Why You Should Consider Voting Early In Person, If You’re Able

Another way to dodge the danger and inconvenience of Election Day crowds, as well as mail delays with the USPS, is to vote early — an option that is available in some capacity in every state.

A voter arrives at a polling place in the Pearl Park Recreation Center on August 11, 2020 in Minneapolis, Minnesota | Getty Images
A voter arrives at a polling place in the Pearl Park Recreation Center on August 11, 2020 in Minneapolis, Minnesota | Getty Images

As the 2020 presidential election draws closer, Democratic lawmakers are working to make mail-in voting more accessible to Americans, despite efforts to delegitimize the process from President Trump, who has openly denounced mail-in ballots (despite using them himself). 

Though Trump has publicly admitted his intentions to suppress additional funds to the Postal Service, therefore making it harder to vote by mail, recently-appointed Postmaster General (and Trump ally) Louis DeJoy recently said in front of the House Oversight Committee, “We will do everything in our power and structure to deliver the ballots on time.”

But many still fear that the Postal Service will struggle to accommodate all the mail-in ballots requested for the November election — and plenty of voters who requested absentee ballots during the primary election didn’t even end up receiving them. New York Times journalist Jamelle Bouie has also pointed out that Trump may try to delegitimize mail-in ballots that will still need to be tallied after Nov. 3 if he takes a lead on election night. 

“First, he’ll claim victory. Then, having spent most of the year denouncing vote-by-mail as corrupt, fraudulent and prone to abuse, he’ll demand that authorities stop counting mail-in and absentee ballots,” Bouie said. “If in-person voters are disproportionately pro-Trump, and mail-in voters are disproportionately pro-Biden, then you have the ingredients for an election night standoff, where the president claims victory before all the votes have been counted and tries to secure his ‘win’ by keeping mail-in ballots off the table.”

-=-=-=-=-

**EXERCISE BRIEF:**
Please answer these questions about the article on early voting, each on its own line:
1. In how many states is early voting available in some capacity?
2. Before which committee did Louis DeJoy speak?
3. Which publication does Jamelle Bouie write for?
The records that follow this text were drawn from a separate source.

-=-=-=-=-

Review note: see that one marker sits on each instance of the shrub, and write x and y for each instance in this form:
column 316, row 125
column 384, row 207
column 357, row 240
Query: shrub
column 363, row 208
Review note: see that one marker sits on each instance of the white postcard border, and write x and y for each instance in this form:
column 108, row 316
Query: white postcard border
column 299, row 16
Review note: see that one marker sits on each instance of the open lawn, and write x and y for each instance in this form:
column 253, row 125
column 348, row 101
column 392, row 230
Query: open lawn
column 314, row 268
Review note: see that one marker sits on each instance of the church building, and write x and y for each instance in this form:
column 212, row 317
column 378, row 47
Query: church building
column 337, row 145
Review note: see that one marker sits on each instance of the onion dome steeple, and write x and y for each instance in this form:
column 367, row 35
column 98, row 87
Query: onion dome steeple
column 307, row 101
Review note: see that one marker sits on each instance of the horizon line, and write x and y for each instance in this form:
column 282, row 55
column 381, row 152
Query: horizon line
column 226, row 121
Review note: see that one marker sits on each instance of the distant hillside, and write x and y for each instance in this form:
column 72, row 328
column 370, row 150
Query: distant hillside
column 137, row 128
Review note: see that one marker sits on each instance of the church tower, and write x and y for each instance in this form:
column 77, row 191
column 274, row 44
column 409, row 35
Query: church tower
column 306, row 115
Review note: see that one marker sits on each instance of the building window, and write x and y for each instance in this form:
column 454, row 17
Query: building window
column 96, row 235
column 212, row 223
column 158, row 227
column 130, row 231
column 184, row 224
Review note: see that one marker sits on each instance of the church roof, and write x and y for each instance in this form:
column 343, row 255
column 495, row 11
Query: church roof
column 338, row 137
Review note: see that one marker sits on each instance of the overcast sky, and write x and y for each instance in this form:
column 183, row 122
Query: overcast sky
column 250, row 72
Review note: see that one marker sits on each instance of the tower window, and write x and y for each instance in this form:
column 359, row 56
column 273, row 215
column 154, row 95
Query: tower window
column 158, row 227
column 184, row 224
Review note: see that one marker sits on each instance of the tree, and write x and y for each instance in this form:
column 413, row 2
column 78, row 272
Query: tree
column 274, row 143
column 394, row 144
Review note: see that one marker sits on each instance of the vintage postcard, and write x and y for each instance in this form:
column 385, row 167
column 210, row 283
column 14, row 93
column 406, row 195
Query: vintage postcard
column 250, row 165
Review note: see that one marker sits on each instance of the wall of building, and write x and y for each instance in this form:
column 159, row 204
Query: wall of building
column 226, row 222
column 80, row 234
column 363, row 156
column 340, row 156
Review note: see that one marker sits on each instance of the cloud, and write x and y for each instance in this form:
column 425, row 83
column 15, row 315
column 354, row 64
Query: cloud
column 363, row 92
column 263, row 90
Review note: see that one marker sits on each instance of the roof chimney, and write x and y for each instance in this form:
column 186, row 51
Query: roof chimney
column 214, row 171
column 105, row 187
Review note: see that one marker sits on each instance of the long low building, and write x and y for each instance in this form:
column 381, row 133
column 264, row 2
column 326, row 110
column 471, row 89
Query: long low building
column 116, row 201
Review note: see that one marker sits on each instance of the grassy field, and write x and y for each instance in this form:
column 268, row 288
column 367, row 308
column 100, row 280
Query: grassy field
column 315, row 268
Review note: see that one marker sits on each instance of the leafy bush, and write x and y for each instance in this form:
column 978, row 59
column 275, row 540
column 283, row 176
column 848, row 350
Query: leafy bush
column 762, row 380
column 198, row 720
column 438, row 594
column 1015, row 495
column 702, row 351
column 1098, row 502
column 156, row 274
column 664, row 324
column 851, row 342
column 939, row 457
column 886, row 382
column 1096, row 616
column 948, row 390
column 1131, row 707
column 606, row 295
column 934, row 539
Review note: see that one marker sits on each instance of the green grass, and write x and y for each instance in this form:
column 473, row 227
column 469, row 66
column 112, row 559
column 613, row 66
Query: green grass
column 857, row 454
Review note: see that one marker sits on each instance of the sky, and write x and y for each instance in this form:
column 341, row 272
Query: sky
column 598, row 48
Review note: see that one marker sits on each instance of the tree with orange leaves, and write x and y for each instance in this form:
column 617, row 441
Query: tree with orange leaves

-=-=-=-=-

**EXERCISE OUTPUT:**
1. Every state
2. The House Oversight Committee
3. The New York Times